## Problem details:
Return every line of the records below word for word, with nothing changed, added, or left out.

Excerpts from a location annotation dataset
%%
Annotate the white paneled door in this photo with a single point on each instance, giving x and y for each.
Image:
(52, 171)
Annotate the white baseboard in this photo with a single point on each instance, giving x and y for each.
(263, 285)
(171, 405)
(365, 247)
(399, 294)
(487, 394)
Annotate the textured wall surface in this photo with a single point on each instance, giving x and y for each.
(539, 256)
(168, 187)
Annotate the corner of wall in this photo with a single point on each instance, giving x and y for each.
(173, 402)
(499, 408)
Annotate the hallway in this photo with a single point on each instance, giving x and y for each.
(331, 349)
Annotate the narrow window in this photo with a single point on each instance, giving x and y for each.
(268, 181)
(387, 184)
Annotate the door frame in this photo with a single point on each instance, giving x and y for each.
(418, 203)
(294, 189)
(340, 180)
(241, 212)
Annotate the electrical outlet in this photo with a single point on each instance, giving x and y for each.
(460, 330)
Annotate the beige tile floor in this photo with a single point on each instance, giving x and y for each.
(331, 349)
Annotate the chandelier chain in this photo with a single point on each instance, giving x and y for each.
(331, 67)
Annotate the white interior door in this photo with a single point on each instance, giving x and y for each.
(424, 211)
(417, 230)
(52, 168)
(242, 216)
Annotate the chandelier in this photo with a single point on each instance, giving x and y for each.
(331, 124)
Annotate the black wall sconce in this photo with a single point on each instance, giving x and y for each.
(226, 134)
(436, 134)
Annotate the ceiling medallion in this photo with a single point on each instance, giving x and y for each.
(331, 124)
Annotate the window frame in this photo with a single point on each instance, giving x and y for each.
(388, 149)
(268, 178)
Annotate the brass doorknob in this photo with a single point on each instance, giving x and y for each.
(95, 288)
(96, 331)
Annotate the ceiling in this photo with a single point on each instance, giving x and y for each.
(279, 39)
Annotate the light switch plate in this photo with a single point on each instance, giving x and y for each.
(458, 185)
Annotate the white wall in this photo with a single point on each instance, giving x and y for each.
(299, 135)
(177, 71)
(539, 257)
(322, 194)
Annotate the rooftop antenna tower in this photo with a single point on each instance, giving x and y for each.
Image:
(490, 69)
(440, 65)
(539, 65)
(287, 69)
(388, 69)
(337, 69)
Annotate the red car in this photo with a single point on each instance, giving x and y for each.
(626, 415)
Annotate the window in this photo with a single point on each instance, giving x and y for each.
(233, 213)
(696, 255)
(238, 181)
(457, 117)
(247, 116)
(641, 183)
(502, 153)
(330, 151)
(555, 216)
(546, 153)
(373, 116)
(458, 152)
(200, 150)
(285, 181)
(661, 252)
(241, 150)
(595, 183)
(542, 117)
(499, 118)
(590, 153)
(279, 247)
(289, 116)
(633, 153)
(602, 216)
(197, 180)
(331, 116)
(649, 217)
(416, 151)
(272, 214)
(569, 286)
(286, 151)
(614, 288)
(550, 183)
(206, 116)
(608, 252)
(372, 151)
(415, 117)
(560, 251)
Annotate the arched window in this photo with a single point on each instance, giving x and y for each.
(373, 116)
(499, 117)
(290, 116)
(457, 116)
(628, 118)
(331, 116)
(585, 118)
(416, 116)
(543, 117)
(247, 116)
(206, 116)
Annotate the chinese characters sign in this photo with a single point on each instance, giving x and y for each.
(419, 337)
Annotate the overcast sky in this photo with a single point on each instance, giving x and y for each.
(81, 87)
%%
## Expected answer:
Annotate the white paneled door in this photo with a single point on each instance, giving x and y for each.
Image:
(52, 171)
Annotate the white baseboard in this photo with a single point on each instance, giving x and y for each.
(263, 285)
(171, 405)
(365, 247)
(399, 294)
(487, 394)
Annotate the textured wall surface in this photo with a single point on each instance, giving x and y for each.
(539, 256)
(168, 187)
Annotate the corner of wall in this photo with a single point on each instance, giving x and y for each.
(173, 402)
(499, 408)
Annotate the hallway in this photo with a single point on each instance, giving x and y for each.
(331, 349)
Annotate the narrow window in this photo with a single point on each instance, giving x and y for each.
(268, 181)
(387, 184)
Annotate the door frame in this photo with a single point on each instance, giving x and y for each.
(418, 203)
(294, 189)
(340, 180)
(241, 212)
Annotate the electrical outlet in this photo with a single point on each instance, giving x and y for each.
(460, 330)
Annotate the beige tile floor in this photo with a single point on each instance, giving x and y for each.
(331, 349)
Annotate the chandelier chain in this photo with a single point on each instance, giving x and y for each.
(331, 67)
Annotate the white interior door in this photo with a single point on each instance, giving x and y for each.
(424, 211)
(417, 230)
(52, 168)
(242, 216)
Annotate the chandelier in this photo with a single point on each instance, giving x and y for each.
(331, 124)
Annotate the black wall sconce in this photo with a single point on each instance, giving x and y for each.
(226, 134)
(436, 134)
Annotate the ceiling medallion in this photo with a single point on each instance, giving x and y for each.
(331, 124)
Annotate the window frame in this photo with a single point on each instance, giving x and y for each.
(388, 149)
(268, 178)
Annotate the brass doorknob in this photo with a single point on each instance, giving x and y for each.
(95, 288)
(96, 331)
Annotate the ceiling in this photo with a single point on each instance, giving x and y for each.
(279, 39)
Annotate the light switch plate in this photo with a single point on each instance, giving x and y for each.
(458, 185)
Annotate the white wall in this photo with a single point on each instance, giving x and y for each.
(299, 135)
(177, 71)
(539, 257)
(322, 194)
Annotate the rooftop antenna tower in this photo with a single point on each instance, giving x and y for each.
Image:
(490, 69)
(440, 65)
(539, 65)
(287, 69)
(388, 69)
(337, 69)
Annotate the red car in this photo with a single point on each instance, giving x and y for each.
(626, 415)
Annotate the window in this photo with a single point on each instance, giving x and y for each.
(233, 213)
(696, 255)
(238, 181)
(457, 117)
(247, 116)
(641, 183)
(502, 153)
(330, 151)
(555, 216)
(546, 153)
(373, 116)
(458, 152)
(200, 150)
(285, 181)
(661, 252)
(241, 150)
(595, 183)
(542, 117)
(499, 118)
(590, 153)
(279, 247)
(289, 116)
(633, 153)
(602, 216)
(197, 180)
(331, 116)
(649, 217)
(416, 151)
(272, 214)
(569, 286)
(286, 151)
(614, 288)
(550, 183)
(206, 116)
(608, 252)
(372, 151)
(415, 117)
(560, 251)
Annotate the arched window in this photo with a single point on each instance, giving x and y for each.
(373, 116)
(499, 117)
(290, 116)
(457, 116)
(628, 118)
(331, 116)
(585, 118)
(416, 116)
(543, 117)
(247, 116)
(206, 116)
Annotate the chinese characters sign in this photo with a single point on each instance, giving x and y for each.
(419, 337)
Annotate the overcast sky in this photo with a single point on each instance, giving x and y for each.
(81, 87)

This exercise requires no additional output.